Project

General

Profile

Actions

Patch #23328

closed

Optimize Project#notified_users to improve issue create/update speed

Added by Victor Campos over 7 years ago. Updated 3 months ago.

Status:
Closed
Priority:
Normal
Assignee:
Category:
Performance
Target version:
Start date:
Due date:
% Done:

0%

Estimated time:

Description

Hi guys,
When Redmine look for what members it should send e-mail, they interate one by one fetching principal.
This is a N + 1 Query problem.

When we have more then 5K users in one project it is a problem. So with a single line change I drop the time for update issue from 5 to 2 seconds.

I hope this help you.

Date:   Tue Jul 12 19:37:14 2016 -0300

    improve update/create speed

diff --git a/app/models/project.rb b/app/models/project.rb
index 660a486..88bd8eb 100644
--- a/app/models/project.rb
+++ b/app/models/project.rb
@@ -524,7 +524,7 @@ class Project < ActiveRecord::Base
   # Returns the users that should be notified on project events
   def notified_users
     # TODO: User part should be extracted to User#notify_about?
-    members.select {|m| m.principal.present? && (m.mail_notification? || m.principal.mail_notification == 'all')}.collect {|m| m.principal}
+    members.includes(:principal).select {|m| m.principal.present? && (m.mail_notification? || m.principal.mail_notification == 'all')}.collect {|m| m.principal}
   end

   # Returns a scope of all custom fields enabled for project issues

Files

Actions #1

Updated by Lucas Arnaud over 7 years ago

I resolved this issue a bit different. I changed the includes to eager_load to explicitly eager load the principal association and added a find_each to save memory when the quantity of members is to big.

members.eager_load(:principal).find_each()
       .select {|m| m.principal.present? && (m.mail_notification? || m.principal.mail_notification == 'all')}
       .collect {|m| m.principal}
I've made some tests and these are the results:
# of project members current method after patch
6024 6.13s 1.15s
7933 7.57s 1.40s
7935 7.46s 1.32s
Actions #2

Updated by Victor Campos over 7 years ago

Yes, for memory it's a better solution.
=)

Thx for this patch

Actions #3

Updated by Go MAEDA over 7 years ago

  • Description updated (diff)

Material ▸

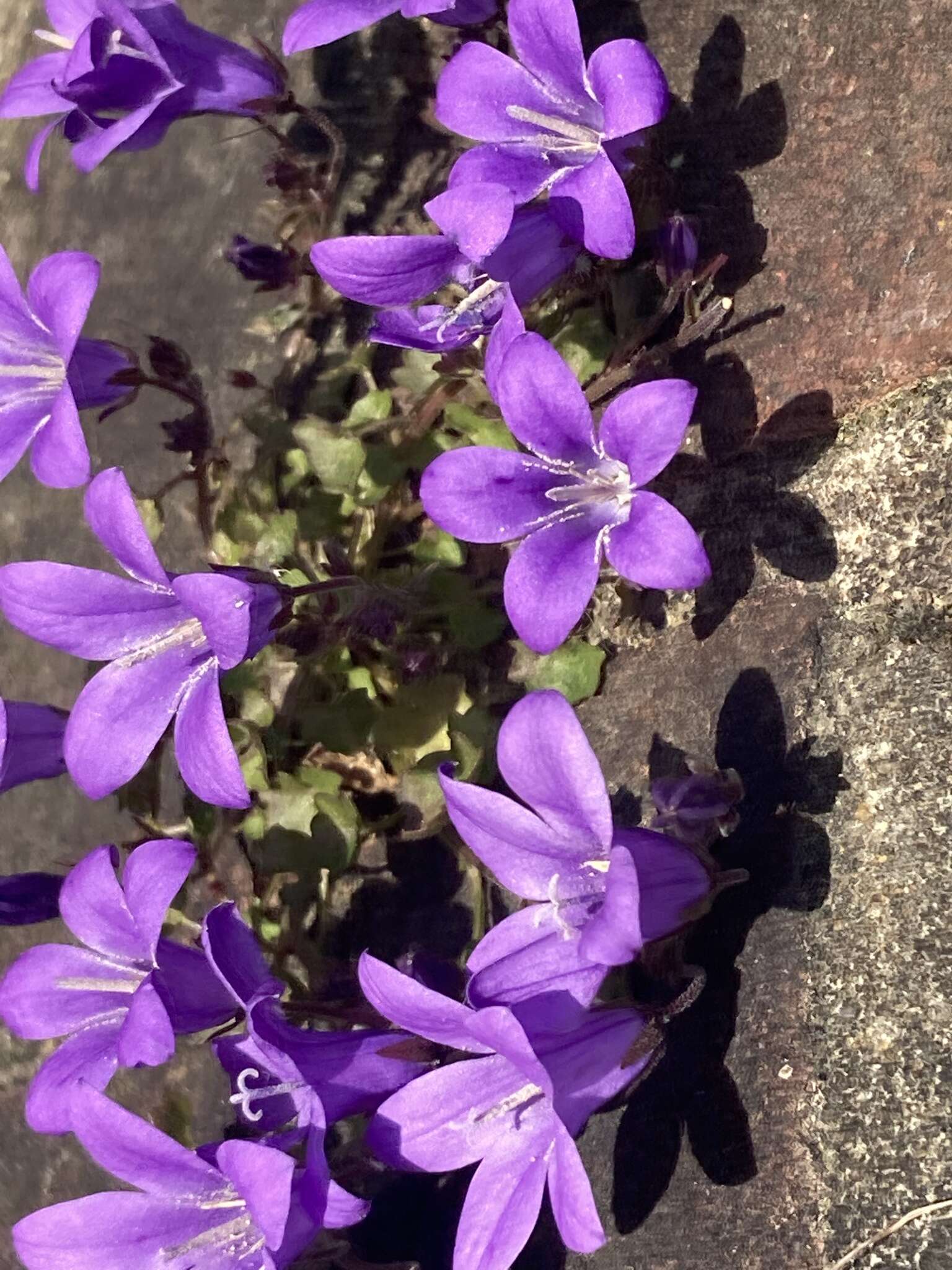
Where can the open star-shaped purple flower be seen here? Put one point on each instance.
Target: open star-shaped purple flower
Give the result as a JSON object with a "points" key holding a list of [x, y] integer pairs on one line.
{"points": [[167, 638], [551, 122], [514, 1108], [234, 1204], [322, 22], [484, 248], [575, 495], [40, 332], [122, 71], [121, 998], [601, 893]]}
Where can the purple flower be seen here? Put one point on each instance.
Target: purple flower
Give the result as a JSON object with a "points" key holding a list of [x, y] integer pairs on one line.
{"points": [[484, 249], [551, 122], [602, 893], [235, 1204], [574, 495], [31, 744], [111, 998], [514, 1108], [27, 898], [38, 335], [167, 639], [122, 71], [322, 22]]}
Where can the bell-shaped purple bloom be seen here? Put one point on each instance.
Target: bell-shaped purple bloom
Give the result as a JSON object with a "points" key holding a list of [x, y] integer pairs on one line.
{"points": [[167, 639], [602, 893], [234, 1204], [112, 998], [122, 71], [551, 122], [483, 248], [31, 744], [29, 898], [38, 335], [322, 22], [516, 1108], [575, 495]]}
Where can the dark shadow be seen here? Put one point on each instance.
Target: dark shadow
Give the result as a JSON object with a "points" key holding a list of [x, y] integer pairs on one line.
{"points": [[787, 856]]}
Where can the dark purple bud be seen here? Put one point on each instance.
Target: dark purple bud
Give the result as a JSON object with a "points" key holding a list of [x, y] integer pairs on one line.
{"points": [[676, 248], [270, 267], [27, 898]]}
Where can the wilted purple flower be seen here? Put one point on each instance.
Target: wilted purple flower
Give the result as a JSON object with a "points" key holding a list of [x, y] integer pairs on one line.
{"points": [[676, 248], [38, 334], [31, 744], [111, 998], [484, 248], [168, 639], [602, 892], [122, 73], [553, 123], [268, 266], [235, 1204], [516, 1109], [322, 22], [27, 898], [575, 495]]}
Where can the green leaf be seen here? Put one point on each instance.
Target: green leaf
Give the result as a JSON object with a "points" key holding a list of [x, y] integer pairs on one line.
{"points": [[574, 670]]}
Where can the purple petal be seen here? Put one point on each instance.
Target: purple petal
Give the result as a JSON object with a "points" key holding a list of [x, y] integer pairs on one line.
{"points": [[630, 86], [93, 906], [60, 456], [593, 206], [86, 613], [320, 22], [263, 1179], [146, 1037], [60, 293], [544, 404], [672, 881], [483, 494], [477, 219], [645, 426], [120, 718], [527, 856], [136, 1152], [545, 757], [203, 747], [89, 1055], [656, 546], [545, 35], [386, 271], [614, 935], [503, 1202], [550, 580], [224, 607], [478, 91], [570, 1194], [111, 511]]}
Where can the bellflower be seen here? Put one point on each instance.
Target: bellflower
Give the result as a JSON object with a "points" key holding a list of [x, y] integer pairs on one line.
{"points": [[322, 22], [235, 1204], [514, 1108], [112, 998], [551, 122], [483, 248], [575, 494], [601, 893], [167, 638], [31, 744], [122, 71], [38, 337]]}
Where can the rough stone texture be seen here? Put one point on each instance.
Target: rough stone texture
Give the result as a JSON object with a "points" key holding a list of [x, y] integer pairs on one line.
{"points": [[816, 150]]}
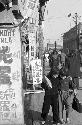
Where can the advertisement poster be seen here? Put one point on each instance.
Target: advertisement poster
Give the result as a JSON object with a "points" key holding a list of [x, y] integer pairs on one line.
{"points": [[11, 106], [27, 7], [36, 71], [32, 46]]}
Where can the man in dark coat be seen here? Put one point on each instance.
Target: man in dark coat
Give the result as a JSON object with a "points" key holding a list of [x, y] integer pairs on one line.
{"points": [[51, 98]]}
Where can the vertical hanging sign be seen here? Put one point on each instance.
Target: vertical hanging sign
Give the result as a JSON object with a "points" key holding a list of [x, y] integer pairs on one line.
{"points": [[27, 7], [11, 107]]}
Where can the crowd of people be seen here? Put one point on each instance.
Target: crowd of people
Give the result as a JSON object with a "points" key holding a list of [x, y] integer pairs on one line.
{"points": [[60, 85]]}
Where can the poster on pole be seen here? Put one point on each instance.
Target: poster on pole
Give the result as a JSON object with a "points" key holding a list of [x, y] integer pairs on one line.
{"points": [[36, 71], [32, 46], [11, 103], [27, 7]]}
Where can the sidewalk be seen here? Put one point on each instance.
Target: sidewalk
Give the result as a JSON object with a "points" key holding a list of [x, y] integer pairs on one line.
{"points": [[33, 109]]}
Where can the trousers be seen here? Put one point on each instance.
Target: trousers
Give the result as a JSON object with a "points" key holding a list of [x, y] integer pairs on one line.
{"points": [[50, 99]]}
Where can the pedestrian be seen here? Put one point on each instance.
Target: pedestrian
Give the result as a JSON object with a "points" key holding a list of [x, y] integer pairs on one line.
{"points": [[51, 98], [54, 61], [63, 57], [67, 93]]}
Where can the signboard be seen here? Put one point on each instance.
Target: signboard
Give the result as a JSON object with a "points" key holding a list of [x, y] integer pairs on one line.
{"points": [[11, 107], [27, 7], [36, 71], [32, 46]]}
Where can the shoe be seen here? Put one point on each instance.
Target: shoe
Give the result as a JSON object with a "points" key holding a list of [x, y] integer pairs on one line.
{"points": [[43, 122], [62, 121], [58, 124], [68, 121]]}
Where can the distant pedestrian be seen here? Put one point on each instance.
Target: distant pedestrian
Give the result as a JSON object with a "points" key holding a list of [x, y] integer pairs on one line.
{"points": [[63, 57]]}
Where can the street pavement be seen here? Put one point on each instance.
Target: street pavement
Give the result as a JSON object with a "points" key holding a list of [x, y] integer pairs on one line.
{"points": [[33, 108]]}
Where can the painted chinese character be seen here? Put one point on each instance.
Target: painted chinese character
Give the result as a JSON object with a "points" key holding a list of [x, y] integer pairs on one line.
{"points": [[5, 55]]}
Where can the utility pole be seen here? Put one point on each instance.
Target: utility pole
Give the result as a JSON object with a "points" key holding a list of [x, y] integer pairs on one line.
{"points": [[76, 18], [55, 45]]}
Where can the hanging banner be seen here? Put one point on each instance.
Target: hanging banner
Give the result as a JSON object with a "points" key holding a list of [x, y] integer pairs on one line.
{"points": [[32, 46], [11, 106], [27, 7], [36, 71]]}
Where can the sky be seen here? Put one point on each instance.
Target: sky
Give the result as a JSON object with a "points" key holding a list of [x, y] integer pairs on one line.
{"points": [[56, 20]]}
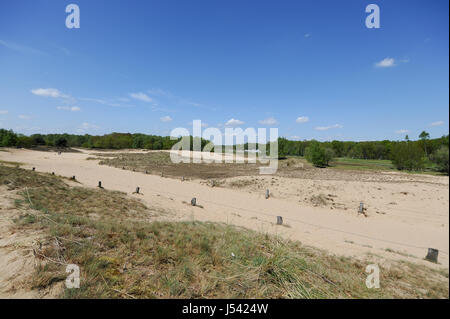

Tasks to complete ▸
- a) Using the Redmine patch thread, mark each statement yes or no, and back each verdict with the deciding words from the thread, quoted exactly.
(i) Victor Campos's one-line change brought issue update time down from 5 seconds to 2.
(ii) Lucas Arnaud's version keeps `includes` for loading the principal association.
(iii) For a project with 6024 members, Lucas Arnaud's tests show 1.15s after the patch.
- b) Using the Redmine patch thread, answer each question on its own line, marked the same way.
(i) Which category is the patch filed under?
(ii) Which file does the diff change?
(iii) What did Go MAEDA update?
- c) Continue the Redmine patch thread from its last line.

Task responses ▸
- a)
(i) Yes: "I drop the time for update issue from 5 to 2 seconds."
(ii) No: "I changed the includes to eager_load to explicitly eager load the principal association"
(iii) Yes: "6024 6.13s 1.15s"

- b)
(i) Performance
(ii) app/models/project.rb
(iii) The description

- c)
Actions #4

Updated by Go MAEDA over 7 years ago

  • Status changed from New to Needs feedback

Redmine 3.3.0 uses preload method in Project#notified_users. Please see r15518.
Could you test Redmine 3.3.0?

Actions #5

Updated by Victor Campos over 7 years ago

Go MAEDA wrote:

Redmine 3.3.0 uses preload method in Project#notified_users. Please see r15518.
Could you test Redmine 3.3.0?

Hi Go MAEDA,
What is the policy for update redmine stable branch? When 3.3-stable was lunch I update my redmine for it. When I read your comments I realided that there is a lot off new commits, with new features (redmine.lib changed a lot), performance issues fixed, etc.

About this issue, why preload and not eager_load? And I think the Lucas's idea with find_each is good to prevent memory problems.

Actions #6

Updated by Go MAEDA over 7 years ago

  • Status changed from Needs feedback to New
  • Assignee set to Jean-Philippe Lang
  • Target version set to Candidate for next major release

Thanks for the quick feedback.

Victor Campos wrote:

What is the policy for update redmine stable branch? When 3.3-stable was lunch I update my redmine for it. When I read your comments I realided that there is a lot off new commits, with new features (redmine.lib changed a lot), performance issues fixed, etc.

I am not a commiter, so I can't explain about the policy. But as I know, the branch was used to prepare releasing of 3.3.0. Many revisions were merged from trunk before 3.3.0 is released.

About this issue, why preload and not eager_load? And I think the Lucas's idea with find_each is good to prevent memory problems.

I would like Jean-Philippe Lang to make a judgment. Setting assignee to Jean-Philippe.

Actions #7

Updated by Go MAEDA over 7 years ago

  • Category set to Performance
Actions #8

Updated by Go MAEDA 3 months ago

I propose a new approach.

The updated Project#notified_user method constructs a subquery that fetches the user IDs directly from the database. The main query then fetches User records where their IDs match those in the subquery.

SELECT "users".*
FROM "users" 
WHERE "users"."id" IN (
    SELECT "members"."user_id" 
    FROM "members" 
    INNER JOIN "users" ON "users"."id" = "members"."user_id" 
    WHERE "members"."project_id" = ?
      AND "users"."type" = 'User'
      AND "users"."status" = 1
      AND "users"."id" IS NOT NULL
      AND (
          members.mail_notification = 1 
          OR users.mail_notification = 'all'
      )
)

The updated method should reduce memory usage and increase performance by avoiding loading unnecessary ActiveRecord objects into memory. And it filters data using SQL instead of Ruby code, which is typically more efficient.

Actions #9

Updated by Go MAEDA 3 months ago

Below is the result of a benchmark test.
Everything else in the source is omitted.